*** Records for processing ***
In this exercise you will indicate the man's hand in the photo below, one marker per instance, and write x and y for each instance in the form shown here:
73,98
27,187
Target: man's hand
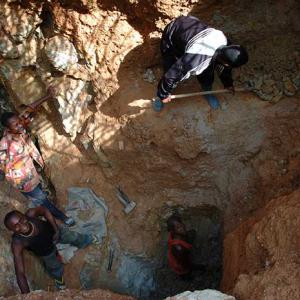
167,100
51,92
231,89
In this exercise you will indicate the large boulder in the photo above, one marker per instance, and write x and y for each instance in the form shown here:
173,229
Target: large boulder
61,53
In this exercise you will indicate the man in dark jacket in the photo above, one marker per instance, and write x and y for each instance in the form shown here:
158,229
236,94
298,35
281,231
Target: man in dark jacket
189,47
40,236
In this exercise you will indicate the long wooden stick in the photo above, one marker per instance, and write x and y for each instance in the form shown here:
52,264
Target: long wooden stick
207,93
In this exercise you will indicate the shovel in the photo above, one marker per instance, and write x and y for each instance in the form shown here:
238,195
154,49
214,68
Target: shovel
*** End of Records for processing ***
*** Records for processing ***
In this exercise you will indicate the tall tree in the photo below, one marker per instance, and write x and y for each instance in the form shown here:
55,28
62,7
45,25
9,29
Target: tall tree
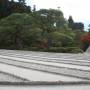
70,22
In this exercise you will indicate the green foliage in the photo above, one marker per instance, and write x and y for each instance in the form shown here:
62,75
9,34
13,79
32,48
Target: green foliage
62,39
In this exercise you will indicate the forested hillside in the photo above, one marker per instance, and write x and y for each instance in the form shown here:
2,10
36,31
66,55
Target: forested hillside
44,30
*** End of Records for processing ***
#### Task goal:
Search the data above for "shovel" and copy every line where it turns up.

#### Response area:
In this exercise you will indicate the shovel in the photo above, one marker per instance, and write x and y for each instance in the form shown here:
Target: shovel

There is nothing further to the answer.